### Problem requirements:
The listing below should be copied in full, word for word.
....
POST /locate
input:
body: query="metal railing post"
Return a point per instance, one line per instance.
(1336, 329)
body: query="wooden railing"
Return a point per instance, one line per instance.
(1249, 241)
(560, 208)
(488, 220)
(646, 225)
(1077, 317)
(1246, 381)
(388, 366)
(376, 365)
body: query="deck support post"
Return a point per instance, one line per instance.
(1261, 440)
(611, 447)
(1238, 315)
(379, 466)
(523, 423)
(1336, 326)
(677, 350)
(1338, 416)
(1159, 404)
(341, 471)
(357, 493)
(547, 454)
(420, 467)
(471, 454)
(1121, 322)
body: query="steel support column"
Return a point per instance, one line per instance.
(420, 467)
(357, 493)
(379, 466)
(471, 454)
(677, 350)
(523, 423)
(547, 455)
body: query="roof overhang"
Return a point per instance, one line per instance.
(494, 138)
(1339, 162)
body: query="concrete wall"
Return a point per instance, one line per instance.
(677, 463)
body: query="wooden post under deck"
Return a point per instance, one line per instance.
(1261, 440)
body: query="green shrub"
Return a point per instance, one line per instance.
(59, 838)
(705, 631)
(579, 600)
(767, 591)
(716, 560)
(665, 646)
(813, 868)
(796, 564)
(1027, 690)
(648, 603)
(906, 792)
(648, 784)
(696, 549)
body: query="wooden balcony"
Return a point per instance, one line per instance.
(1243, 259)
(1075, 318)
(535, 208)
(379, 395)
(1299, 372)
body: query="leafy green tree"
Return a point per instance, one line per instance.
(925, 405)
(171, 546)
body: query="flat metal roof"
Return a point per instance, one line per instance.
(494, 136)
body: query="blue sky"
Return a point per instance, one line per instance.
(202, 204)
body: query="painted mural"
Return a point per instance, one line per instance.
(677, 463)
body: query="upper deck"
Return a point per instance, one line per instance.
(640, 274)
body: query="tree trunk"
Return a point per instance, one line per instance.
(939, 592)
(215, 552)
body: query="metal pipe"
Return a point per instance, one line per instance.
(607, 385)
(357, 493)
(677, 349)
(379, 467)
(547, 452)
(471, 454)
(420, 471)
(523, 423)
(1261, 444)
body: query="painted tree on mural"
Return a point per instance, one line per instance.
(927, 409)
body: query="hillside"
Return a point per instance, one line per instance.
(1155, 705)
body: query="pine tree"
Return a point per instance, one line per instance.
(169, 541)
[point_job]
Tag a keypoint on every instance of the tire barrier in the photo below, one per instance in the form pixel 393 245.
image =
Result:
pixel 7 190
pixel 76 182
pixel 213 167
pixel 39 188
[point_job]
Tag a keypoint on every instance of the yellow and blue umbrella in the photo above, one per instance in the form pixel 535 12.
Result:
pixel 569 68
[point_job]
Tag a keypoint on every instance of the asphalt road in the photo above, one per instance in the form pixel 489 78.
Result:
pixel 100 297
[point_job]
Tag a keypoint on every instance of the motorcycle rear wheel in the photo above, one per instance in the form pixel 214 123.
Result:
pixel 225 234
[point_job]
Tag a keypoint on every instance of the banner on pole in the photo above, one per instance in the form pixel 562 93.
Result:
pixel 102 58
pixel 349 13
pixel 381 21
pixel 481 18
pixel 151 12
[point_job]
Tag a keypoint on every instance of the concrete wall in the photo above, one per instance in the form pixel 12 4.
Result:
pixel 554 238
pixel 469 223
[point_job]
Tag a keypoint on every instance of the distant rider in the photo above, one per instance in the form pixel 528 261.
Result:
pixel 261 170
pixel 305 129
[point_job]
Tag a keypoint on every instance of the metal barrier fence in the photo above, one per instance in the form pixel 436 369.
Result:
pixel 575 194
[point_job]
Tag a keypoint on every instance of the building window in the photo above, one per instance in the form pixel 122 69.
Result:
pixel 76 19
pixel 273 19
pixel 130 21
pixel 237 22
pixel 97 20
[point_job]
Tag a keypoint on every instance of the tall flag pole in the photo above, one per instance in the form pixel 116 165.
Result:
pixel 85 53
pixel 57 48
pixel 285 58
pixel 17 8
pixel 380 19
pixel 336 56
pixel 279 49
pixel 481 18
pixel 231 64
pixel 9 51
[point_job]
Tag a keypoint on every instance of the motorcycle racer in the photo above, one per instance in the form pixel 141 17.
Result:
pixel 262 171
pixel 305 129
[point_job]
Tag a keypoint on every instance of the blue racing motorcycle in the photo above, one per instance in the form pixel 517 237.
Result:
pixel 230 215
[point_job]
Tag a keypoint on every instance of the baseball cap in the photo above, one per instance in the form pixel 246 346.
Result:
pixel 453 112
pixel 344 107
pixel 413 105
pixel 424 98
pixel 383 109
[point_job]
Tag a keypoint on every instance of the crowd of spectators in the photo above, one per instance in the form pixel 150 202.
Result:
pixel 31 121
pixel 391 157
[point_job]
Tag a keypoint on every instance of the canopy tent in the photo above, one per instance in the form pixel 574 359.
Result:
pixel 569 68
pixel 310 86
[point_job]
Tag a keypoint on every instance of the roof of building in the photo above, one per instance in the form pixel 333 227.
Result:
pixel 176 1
....
### Completed exercise:
POST /locate
input:
body: query="metal railing post"
Return a point per instance, one line per instance.
(1336, 329)
body: query="wooden railing"
Return a point per instance, one line per instance.
(1249, 241)
(560, 208)
(488, 220)
(646, 225)
(1077, 317)
(1246, 381)
(388, 366)
(376, 365)
body: query="deck support post"
Return a point per instance, one line per instance.
(1261, 440)
(611, 447)
(1238, 315)
(379, 466)
(523, 423)
(1336, 326)
(677, 350)
(1338, 416)
(1159, 404)
(341, 471)
(357, 493)
(547, 454)
(420, 467)
(471, 454)
(1121, 322)
body: query="steel support column"
Return a point per instance, one line per instance.
(420, 467)
(357, 493)
(379, 466)
(471, 454)
(677, 350)
(523, 423)
(547, 455)
body: query="roof overhang"
Return a point per instance, one line per instance.
(494, 138)
(1339, 162)
body: query="concrete wall"
Return a point per instance, one line per instance.
(677, 463)
body: query="wooden post under deck"
Return a point per instance, one line per instance.
(1261, 440)
body: query="green shrub"
Return a point per instance, one line per instance.
(59, 838)
(705, 631)
(579, 600)
(767, 591)
(716, 560)
(665, 646)
(813, 868)
(796, 564)
(1027, 690)
(648, 603)
(906, 792)
(648, 784)
(696, 549)
body: query="wooden balcony"
Return a point per instance, one line per instance.
(1243, 259)
(1075, 318)
(535, 208)
(379, 395)
(1299, 372)
body: query="leafy green tree"
Return a point per instance, one line per instance.
(925, 405)
(171, 546)
body: query="flat metal roof"
Return a point per instance, one line per instance.
(494, 136)
body: query="blue sky"
Return a point per instance, one line per instance.
(202, 204)
body: query="painted mural"
Return a point per instance, one line per instance.
(677, 463)
body: query="upper deck"
Return a point per instance, one line per instance.
(640, 274)
body: query="tree trunk"
Return a point per instance, one line per instance.
(939, 592)
(215, 552)
body: query="metal pipe"
Return a point per instance, one line per instance.
(607, 385)
(357, 493)
(677, 349)
(379, 467)
(547, 452)
(471, 454)
(420, 471)
(523, 423)
(1261, 444)
body: query="painted tree on mural"
Return a point per instance, one line per instance.
(927, 409)
body: query="hillside"
Return a point per instance, one line per instance.
(1155, 705)
body: query="pine tree"
Return a point per instance, one line per instance.
(169, 541)
[point_job]
Tag a keypoint on every instance of the tire barrier in the photo below, one per instance in the form pixel 393 245.
image =
Result:
pixel 7 190
pixel 76 182
pixel 213 167
pixel 39 188
[point_job]
Tag a keypoint on every instance of the yellow and blue umbrella in the photo above, one per instance in the form pixel 535 12.
Result:
pixel 569 68
[point_job]
Tag a keypoint on every instance of the asphalt road in the photo above, one per instance in the form pixel 489 78.
Result:
pixel 100 297
[point_job]
Tag a keypoint on every instance of the motorcycle rear wheel in the photo above, one per instance in the form pixel 214 123.
Result:
pixel 225 234
[point_job]
Tag a keypoint on every instance of the banner on pole in the photo above, one per instance in the form pixel 562 93.
Result:
pixel 102 58
pixel 349 13
pixel 381 21
pixel 481 18
pixel 151 12
[point_job]
Tag a keypoint on every instance of the concrete wall in the photo above, one per instance in the form pixel 12 4.
Result:
pixel 554 238
pixel 469 223
[point_job]
Tag a keypoint on every instance of the distant rider in the photo above, one per instance in the form pixel 528 261.
Result:
pixel 261 170
pixel 305 129
[point_job]
Tag a keypoint on every instance of the metal barrier fence in the photo above, one per instance in the form pixel 436 369.
Result:
pixel 575 194
[point_job]
Tag a keypoint on every instance of the building window in the photo above, one per instance in the form pixel 122 69.
Result:
pixel 76 19
pixel 273 19
pixel 130 21
pixel 237 22
pixel 97 20
[point_job]
Tag a keypoint on every instance of the tall flag pole in the photo above, one per instance in the form pixel 116 165.
Result:
pixel 85 53
pixel 57 48
pixel 285 58
pixel 17 8
pixel 380 19
pixel 336 56
pixel 279 49
pixel 481 18
pixel 231 64
pixel 9 51
[point_job]
Tag a keypoint on every instance of the motorcycle racer in the photo above, one per instance in the form pixel 141 17.
Result:
pixel 262 171
pixel 305 129
[point_job]
Tag a keypoint on every instance of the blue racing motorcycle in the photo above, one per instance in the form pixel 517 237.
Result:
pixel 230 215
[point_job]
Tag a keypoint on every instance of the baseball cap in the photo above, one per instance in the form pixel 246 346.
Result:
pixel 453 112
pixel 344 107
pixel 413 105
pixel 424 98
pixel 383 109
[point_job]
Tag a keypoint on every instance of the crowd of spectators in the photo above, one per instance in the form pixel 150 202.
Result:
pixel 31 121
pixel 391 157
[point_job]
Tag a keypoint on every instance of the canopy tent in the photo above, one per instance in the form pixel 574 359.
Result:
pixel 569 68
pixel 310 86
[point_job]
Tag a keypoint on every instance of the roof of building in the photo above, one per instance in the form pixel 333 227.
Result:
pixel 176 1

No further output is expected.